(Your instructions)
From the listing below, copy out each line that contains the string "shower".

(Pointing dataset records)
========

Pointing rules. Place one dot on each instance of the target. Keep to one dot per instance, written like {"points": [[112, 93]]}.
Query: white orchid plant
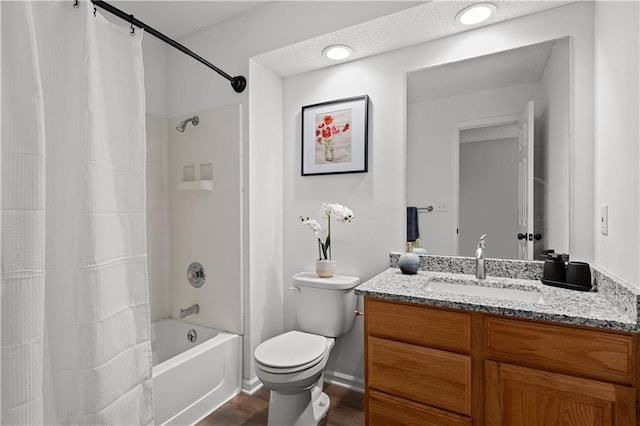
{"points": [[329, 211]]}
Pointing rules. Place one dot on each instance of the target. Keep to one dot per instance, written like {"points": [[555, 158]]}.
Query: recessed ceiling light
{"points": [[337, 52], [476, 13]]}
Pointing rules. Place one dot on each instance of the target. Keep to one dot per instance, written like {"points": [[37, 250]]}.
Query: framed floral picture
{"points": [[334, 137]]}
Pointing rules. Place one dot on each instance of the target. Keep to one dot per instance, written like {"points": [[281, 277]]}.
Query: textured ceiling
{"points": [[411, 26], [177, 19], [504, 69]]}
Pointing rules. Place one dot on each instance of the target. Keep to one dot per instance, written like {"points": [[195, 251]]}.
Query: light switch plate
{"points": [[604, 219], [442, 206]]}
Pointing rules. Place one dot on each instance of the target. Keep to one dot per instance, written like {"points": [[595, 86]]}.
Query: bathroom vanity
{"points": [[547, 356]]}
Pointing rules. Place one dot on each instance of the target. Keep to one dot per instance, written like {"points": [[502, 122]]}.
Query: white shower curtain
{"points": [[74, 304]]}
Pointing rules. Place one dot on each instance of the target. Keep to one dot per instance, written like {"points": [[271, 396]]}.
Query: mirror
{"points": [[488, 153]]}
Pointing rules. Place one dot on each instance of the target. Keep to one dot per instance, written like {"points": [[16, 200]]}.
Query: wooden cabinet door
{"points": [[519, 396]]}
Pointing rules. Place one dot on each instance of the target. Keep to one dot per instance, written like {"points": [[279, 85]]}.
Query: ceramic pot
{"points": [[325, 268]]}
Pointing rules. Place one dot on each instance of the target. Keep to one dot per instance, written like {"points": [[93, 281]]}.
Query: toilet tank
{"points": [[325, 306]]}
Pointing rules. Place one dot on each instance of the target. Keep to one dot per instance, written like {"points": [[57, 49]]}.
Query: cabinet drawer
{"points": [[587, 353], [429, 376], [436, 328], [386, 410]]}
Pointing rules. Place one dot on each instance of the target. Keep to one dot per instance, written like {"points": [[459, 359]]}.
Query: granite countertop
{"points": [[560, 305]]}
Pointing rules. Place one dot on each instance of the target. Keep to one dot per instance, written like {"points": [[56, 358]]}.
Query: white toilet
{"points": [[292, 364]]}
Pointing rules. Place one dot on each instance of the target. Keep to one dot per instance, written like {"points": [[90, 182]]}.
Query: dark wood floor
{"points": [[244, 410]]}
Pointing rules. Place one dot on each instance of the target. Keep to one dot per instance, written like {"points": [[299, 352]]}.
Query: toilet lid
{"points": [[291, 349]]}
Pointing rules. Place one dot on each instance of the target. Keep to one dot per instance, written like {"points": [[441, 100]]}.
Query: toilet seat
{"points": [[290, 352]]}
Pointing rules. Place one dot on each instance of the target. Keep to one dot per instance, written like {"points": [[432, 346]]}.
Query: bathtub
{"points": [[192, 379]]}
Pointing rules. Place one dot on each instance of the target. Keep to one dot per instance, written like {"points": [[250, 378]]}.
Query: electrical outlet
{"points": [[604, 219], [442, 206]]}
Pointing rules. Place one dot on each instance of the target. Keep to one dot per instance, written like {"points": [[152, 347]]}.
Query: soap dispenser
{"points": [[409, 262], [418, 249]]}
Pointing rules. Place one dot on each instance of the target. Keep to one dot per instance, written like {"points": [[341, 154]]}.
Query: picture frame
{"points": [[335, 137]]}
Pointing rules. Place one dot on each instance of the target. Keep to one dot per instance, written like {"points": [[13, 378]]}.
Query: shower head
{"points": [[183, 124]]}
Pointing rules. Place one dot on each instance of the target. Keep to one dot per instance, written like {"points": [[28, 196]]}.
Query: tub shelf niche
{"points": [[201, 181]]}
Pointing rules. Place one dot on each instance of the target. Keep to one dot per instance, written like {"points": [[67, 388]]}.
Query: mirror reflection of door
{"points": [[488, 170], [525, 183]]}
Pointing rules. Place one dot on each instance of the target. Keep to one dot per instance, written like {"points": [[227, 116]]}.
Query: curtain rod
{"points": [[238, 83]]}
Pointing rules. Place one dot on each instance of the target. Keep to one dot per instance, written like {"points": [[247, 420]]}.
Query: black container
{"points": [[554, 268], [579, 273]]}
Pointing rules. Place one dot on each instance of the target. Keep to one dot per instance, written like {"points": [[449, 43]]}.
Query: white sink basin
{"points": [[490, 292]]}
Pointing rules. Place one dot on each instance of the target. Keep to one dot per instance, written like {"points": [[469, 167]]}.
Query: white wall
{"points": [[154, 58], [488, 184], [553, 112], [264, 310], [378, 197], [429, 155], [158, 216], [205, 226], [617, 54]]}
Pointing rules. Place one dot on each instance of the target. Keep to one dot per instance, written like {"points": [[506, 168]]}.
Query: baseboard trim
{"points": [[350, 382], [251, 386]]}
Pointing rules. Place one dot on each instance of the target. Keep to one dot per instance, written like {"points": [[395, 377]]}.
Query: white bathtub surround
{"points": [[75, 306], [192, 379], [206, 225]]}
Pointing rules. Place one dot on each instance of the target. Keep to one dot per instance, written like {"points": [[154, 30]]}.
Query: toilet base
{"points": [[306, 408]]}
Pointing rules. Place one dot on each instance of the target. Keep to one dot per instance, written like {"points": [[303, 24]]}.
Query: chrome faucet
{"points": [[481, 272], [193, 309]]}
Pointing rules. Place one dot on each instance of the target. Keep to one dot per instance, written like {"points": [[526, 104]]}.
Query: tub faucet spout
{"points": [[193, 309], [481, 272]]}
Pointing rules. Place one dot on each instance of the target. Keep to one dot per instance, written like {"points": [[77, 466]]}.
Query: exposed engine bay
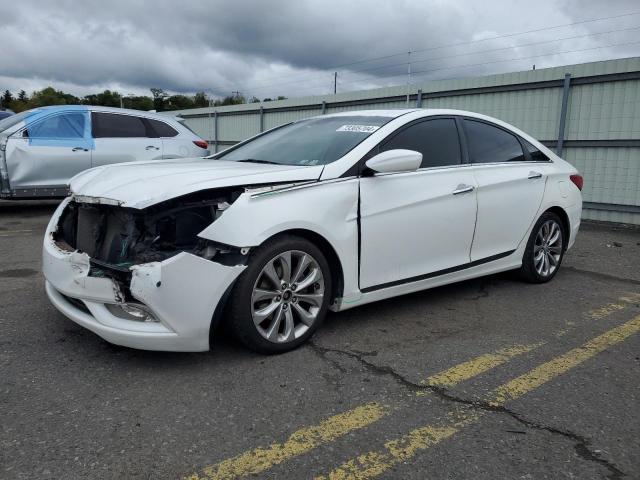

========

(Answer to the task)
Query: white shower curtain
Query: shower head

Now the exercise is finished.